» **Try it**:
Retype, word for word, each line between the lines holding "box: [433, 170, 463, 193]" and "box: [3, 70, 91, 295]", inclusive, and leave the rest of the data alone.

*** Records supplied ***

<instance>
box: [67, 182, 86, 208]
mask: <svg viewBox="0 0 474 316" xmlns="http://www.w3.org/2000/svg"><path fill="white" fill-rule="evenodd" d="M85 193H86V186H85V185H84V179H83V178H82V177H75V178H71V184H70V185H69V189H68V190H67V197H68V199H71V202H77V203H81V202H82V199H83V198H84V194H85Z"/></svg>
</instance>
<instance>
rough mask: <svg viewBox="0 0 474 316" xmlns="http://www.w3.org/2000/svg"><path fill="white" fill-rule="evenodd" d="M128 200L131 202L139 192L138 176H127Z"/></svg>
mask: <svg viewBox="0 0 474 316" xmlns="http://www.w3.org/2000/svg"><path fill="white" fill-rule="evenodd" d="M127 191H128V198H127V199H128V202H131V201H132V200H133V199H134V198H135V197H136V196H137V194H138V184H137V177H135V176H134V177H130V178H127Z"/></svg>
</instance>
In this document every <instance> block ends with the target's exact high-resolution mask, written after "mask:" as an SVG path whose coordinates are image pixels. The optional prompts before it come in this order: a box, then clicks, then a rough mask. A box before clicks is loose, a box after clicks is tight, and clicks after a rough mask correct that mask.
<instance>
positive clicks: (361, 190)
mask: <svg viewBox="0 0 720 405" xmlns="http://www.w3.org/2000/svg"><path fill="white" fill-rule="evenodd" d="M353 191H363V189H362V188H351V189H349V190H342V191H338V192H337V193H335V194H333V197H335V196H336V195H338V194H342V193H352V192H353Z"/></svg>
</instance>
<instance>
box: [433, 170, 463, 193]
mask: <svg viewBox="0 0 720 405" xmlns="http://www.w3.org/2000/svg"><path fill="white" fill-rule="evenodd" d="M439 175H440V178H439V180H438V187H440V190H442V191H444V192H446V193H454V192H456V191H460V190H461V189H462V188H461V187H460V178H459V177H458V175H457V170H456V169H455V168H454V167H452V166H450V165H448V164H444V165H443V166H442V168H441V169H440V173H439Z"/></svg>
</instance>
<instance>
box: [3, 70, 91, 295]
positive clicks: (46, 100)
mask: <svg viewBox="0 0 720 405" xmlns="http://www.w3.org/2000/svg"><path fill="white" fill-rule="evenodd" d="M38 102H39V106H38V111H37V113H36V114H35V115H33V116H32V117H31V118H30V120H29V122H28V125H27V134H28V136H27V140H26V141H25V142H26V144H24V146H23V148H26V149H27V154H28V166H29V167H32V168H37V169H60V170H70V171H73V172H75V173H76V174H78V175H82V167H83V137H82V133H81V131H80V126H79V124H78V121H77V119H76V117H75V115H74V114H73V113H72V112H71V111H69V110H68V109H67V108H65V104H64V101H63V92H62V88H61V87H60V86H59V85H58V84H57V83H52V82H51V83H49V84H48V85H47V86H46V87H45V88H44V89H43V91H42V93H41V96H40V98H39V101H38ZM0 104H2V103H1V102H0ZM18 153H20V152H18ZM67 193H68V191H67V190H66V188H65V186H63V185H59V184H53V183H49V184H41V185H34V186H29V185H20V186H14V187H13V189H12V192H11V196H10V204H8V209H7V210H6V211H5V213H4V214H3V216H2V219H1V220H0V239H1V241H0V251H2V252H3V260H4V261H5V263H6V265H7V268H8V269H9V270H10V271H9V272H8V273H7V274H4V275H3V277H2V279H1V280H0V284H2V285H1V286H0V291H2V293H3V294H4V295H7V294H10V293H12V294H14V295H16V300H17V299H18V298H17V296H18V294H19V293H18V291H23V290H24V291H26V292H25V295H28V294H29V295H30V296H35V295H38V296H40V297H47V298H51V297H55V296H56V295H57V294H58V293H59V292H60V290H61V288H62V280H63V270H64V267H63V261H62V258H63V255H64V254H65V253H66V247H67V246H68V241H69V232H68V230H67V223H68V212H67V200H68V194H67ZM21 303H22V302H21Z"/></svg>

*** End of Records supplied ***

» **Worked solution**:
box: [433, 170, 463, 193]
mask: <svg viewBox="0 0 720 405" xmlns="http://www.w3.org/2000/svg"><path fill="white" fill-rule="evenodd" d="M439 175H440V178H439V180H438V187H440V190H442V191H444V192H446V193H454V192H456V191H460V190H461V189H462V188H461V187H460V178H459V177H458V175H457V170H456V169H455V168H454V167H452V166H450V165H448V164H444V165H443V166H442V168H441V169H440V173H439Z"/></svg>
</instance>
<instance>
box: [3, 70, 91, 295]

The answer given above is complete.